# Exercise prompt
Which lines run from the one containing "[indicate] grassy bank" to the end of the entries? Quote them exactly, and nothing else.

# Records contained in a dataset
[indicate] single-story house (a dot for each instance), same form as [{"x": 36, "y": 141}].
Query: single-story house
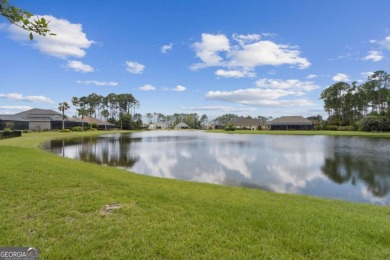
[
  {"x": 157, "y": 126},
  {"x": 182, "y": 126},
  {"x": 36, "y": 119},
  {"x": 101, "y": 125},
  {"x": 291, "y": 123},
  {"x": 248, "y": 123}
]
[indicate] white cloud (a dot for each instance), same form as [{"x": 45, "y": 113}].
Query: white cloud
[
  {"x": 20, "y": 97},
  {"x": 386, "y": 42},
  {"x": 245, "y": 39},
  {"x": 235, "y": 73},
  {"x": 290, "y": 84},
  {"x": 69, "y": 41},
  {"x": 97, "y": 83},
  {"x": 259, "y": 97},
  {"x": 250, "y": 52},
  {"x": 220, "y": 108},
  {"x": 166, "y": 48},
  {"x": 134, "y": 67},
  {"x": 374, "y": 56},
  {"x": 10, "y": 110},
  {"x": 208, "y": 50},
  {"x": 79, "y": 66},
  {"x": 179, "y": 88},
  {"x": 340, "y": 77},
  {"x": 147, "y": 87}
]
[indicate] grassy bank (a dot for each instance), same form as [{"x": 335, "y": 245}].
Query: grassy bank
[
  {"x": 305, "y": 132},
  {"x": 59, "y": 205}
]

# The completed task
[indicate] grassy bank (a dot for each instance), same form as [{"x": 335, "y": 245}].
Query: grassy bank
[
  {"x": 305, "y": 132},
  {"x": 59, "y": 205}
]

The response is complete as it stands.